** Start of GIVEN DATA **

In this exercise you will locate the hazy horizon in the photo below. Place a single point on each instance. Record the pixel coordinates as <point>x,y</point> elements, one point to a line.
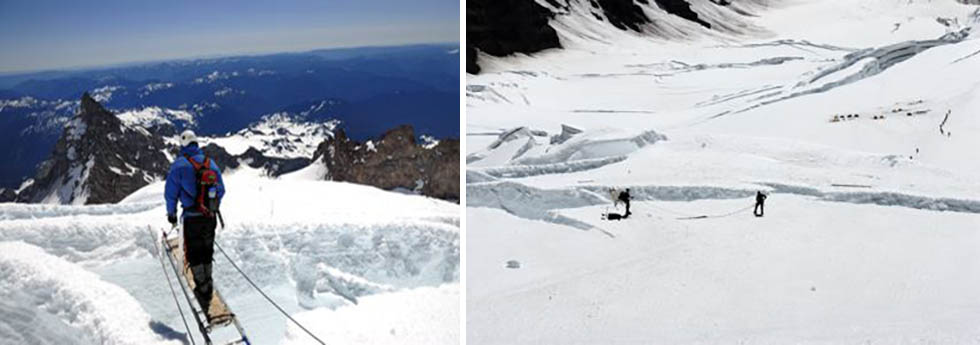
<point>60,35</point>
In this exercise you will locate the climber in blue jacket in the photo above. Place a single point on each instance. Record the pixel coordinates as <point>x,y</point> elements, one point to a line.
<point>195,180</point>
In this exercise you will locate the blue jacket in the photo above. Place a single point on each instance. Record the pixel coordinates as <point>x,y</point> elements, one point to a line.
<point>181,181</point>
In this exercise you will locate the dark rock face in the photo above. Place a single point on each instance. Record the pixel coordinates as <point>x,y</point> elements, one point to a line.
<point>682,8</point>
<point>395,161</point>
<point>504,27</point>
<point>624,14</point>
<point>7,195</point>
<point>97,160</point>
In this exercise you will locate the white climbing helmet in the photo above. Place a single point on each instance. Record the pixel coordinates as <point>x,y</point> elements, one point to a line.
<point>187,137</point>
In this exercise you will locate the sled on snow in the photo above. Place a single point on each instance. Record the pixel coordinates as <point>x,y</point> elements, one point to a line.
<point>219,315</point>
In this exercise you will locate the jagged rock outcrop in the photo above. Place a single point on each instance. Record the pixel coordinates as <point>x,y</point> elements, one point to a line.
<point>97,160</point>
<point>624,14</point>
<point>682,8</point>
<point>273,166</point>
<point>504,27</point>
<point>7,195</point>
<point>395,161</point>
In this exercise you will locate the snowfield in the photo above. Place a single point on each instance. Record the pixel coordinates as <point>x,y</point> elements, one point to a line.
<point>859,118</point>
<point>90,274</point>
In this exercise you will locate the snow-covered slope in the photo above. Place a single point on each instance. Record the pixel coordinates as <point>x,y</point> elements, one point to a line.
<point>858,117</point>
<point>92,269</point>
<point>278,135</point>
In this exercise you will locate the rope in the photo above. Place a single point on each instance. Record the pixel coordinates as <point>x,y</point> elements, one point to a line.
<point>249,280</point>
<point>720,215</point>
<point>688,216</point>
<point>176,301</point>
<point>207,338</point>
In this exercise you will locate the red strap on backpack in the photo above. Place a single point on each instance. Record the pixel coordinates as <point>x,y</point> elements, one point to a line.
<point>203,180</point>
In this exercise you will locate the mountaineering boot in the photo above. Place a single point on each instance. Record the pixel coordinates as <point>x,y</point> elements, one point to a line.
<point>202,287</point>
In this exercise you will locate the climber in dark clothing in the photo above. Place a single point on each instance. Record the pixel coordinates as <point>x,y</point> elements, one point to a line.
<point>624,196</point>
<point>182,184</point>
<point>760,203</point>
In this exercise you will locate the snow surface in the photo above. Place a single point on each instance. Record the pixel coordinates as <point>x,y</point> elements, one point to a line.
<point>312,245</point>
<point>279,135</point>
<point>871,227</point>
<point>154,116</point>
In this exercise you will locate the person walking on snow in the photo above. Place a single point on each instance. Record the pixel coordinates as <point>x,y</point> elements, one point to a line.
<point>760,203</point>
<point>624,196</point>
<point>195,180</point>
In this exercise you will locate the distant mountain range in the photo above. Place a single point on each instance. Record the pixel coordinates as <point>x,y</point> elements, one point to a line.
<point>368,90</point>
<point>102,157</point>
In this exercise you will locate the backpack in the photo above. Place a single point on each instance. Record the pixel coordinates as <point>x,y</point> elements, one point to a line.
<point>206,180</point>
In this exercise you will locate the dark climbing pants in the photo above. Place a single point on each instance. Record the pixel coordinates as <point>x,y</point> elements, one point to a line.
<point>199,249</point>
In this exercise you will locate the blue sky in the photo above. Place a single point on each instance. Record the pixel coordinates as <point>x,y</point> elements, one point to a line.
<point>49,34</point>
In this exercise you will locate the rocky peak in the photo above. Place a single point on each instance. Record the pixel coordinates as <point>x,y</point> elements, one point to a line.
<point>98,159</point>
<point>93,114</point>
<point>395,161</point>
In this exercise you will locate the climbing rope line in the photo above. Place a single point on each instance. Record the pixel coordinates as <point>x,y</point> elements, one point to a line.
<point>688,216</point>
<point>176,301</point>
<point>267,298</point>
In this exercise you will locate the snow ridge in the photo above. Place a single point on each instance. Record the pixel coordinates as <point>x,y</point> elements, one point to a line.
<point>104,312</point>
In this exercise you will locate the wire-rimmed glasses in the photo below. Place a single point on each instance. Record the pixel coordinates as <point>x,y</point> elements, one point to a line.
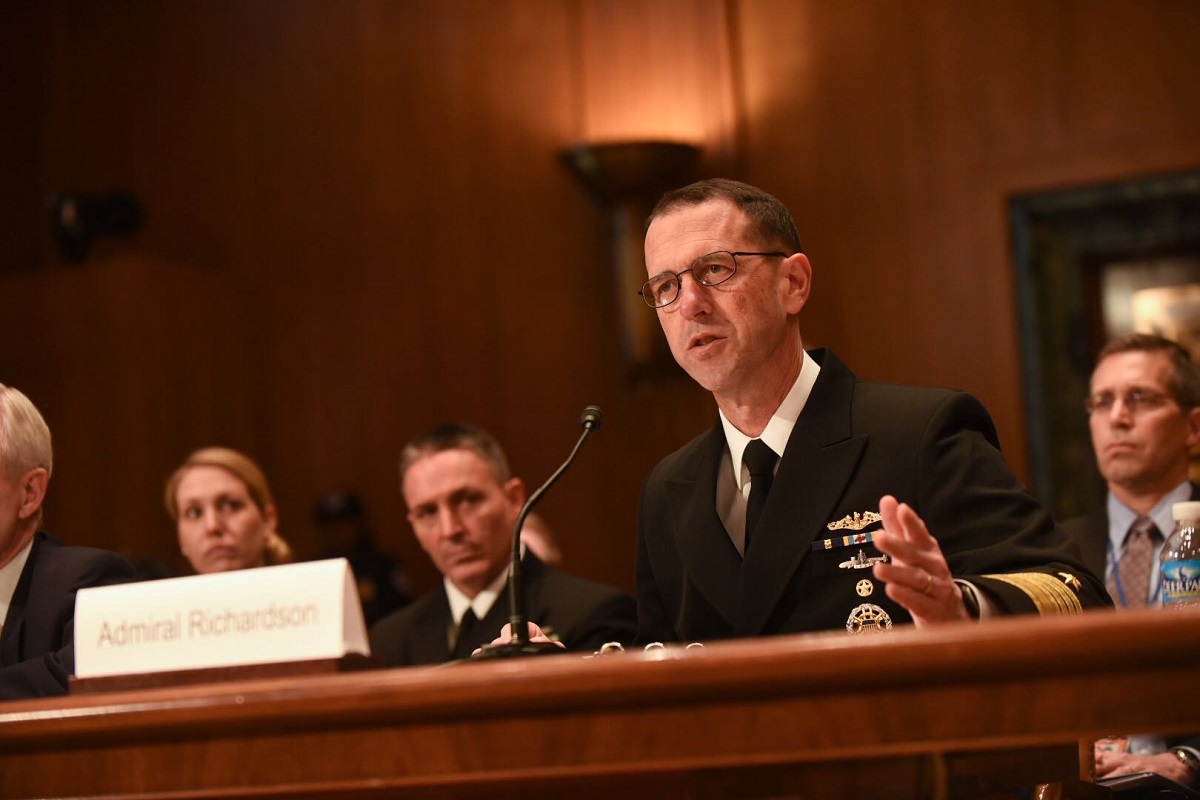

** End of GIVEN DATA **

**REQUIREMENT**
Repeat the items word for word, starting at the line that contains "In this exercise you will locate the rocky" and continuing through the final line of the items. Omit any pictures from your copy.

**ANSWER IN FULL**
In this exercise you will locate the rocky peak in the photo above. Place a single point on each instance. Record the pixel coordinates as <point>x,y</point> elements, one point to a line.
<point>98,159</point>
<point>93,114</point>
<point>395,161</point>
In this exercise you will locate the climbing rope line in the photo above. Place a single point on each instance. Record the pixel coordinates as <point>x,y</point> elements, one point to a line.
<point>688,216</point>
<point>176,301</point>
<point>267,298</point>
In this exercise you will locate the snow ridge in the photo above. Place a single point on each instance. Record the pixel coordinates as <point>x,y</point> elements, one point to a line.
<point>104,312</point>
In this exercise you will locate the wire-rimmed glasses in the photo below. Place a single point on each instance. Record the pixel coordinates as <point>x,y</point> elements, one point to a line.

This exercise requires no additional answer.